Please write each record out again word for word.

[Items from a data source]
*-*-*

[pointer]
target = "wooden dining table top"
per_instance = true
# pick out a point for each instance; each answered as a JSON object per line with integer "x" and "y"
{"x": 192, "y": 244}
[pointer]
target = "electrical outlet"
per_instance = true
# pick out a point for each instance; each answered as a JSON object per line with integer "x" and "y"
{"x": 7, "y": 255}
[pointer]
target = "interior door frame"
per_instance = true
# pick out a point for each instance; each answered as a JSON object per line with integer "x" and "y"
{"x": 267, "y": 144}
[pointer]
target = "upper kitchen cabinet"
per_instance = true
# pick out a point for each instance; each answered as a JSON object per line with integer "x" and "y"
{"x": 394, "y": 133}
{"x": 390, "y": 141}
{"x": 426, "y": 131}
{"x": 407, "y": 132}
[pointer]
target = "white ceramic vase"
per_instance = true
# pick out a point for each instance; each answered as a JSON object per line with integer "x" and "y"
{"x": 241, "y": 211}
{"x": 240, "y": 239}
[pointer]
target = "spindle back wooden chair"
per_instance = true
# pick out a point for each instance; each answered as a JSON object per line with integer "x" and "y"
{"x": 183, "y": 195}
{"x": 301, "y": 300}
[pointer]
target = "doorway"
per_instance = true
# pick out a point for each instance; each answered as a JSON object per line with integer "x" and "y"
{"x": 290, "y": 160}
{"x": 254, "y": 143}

*-*-*

Output of the exercise:
[pointer]
target = "wooden dining table top"
per_instance = true
# pick out a point for each instance; each answered as a JSON object per line with integer "x" and "y"
{"x": 192, "y": 244}
[pointer]
target = "electrical outlet"
per_instance = true
# pick out a point for each instance; each answered as a JSON object per line with integer "x" and "y"
{"x": 7, "y": 255}
[pointer]
target = "interior door frame"
per_instance = true
# pick out a point for each instance; each answered as a JSON object per line with integer "x" and "y"
{"x": 267, "y": 144}
[pointer]
target = "upper kitchen cabinet"
per_instance = true
# pick out a point for each instance; each answered as a JSON object per line with integer "x" and "y"
{"x": 394, "y": 133}
{"x": 390, "y": 141}
{"x": 426, "y": 131}
{"x": 407, "y": 132}
[pointer]
target = "white ceramic vase"
per_instance = true
# pick out a point for each instance; each answered as a JSON object per line with integer "x" and "y"
{"x": 241, "y": 211}
{"x": 240, "y": 239}
[pointer]
target = "spindle back wooden chair"
per_instance = true
# pick out a point for each instance; each answered as a JSON object per line with integer "x" and "y"
{"x": 183, "y": 195}
{"x": 301, "y": 300}
[pointer]
target = "doorway"
per_instance = true
# pick out a point for each instance; each answered as a JSON object per line with integer "x" and "y"
{"x": 290, "y": 160}
{"x": 254, "y": 143}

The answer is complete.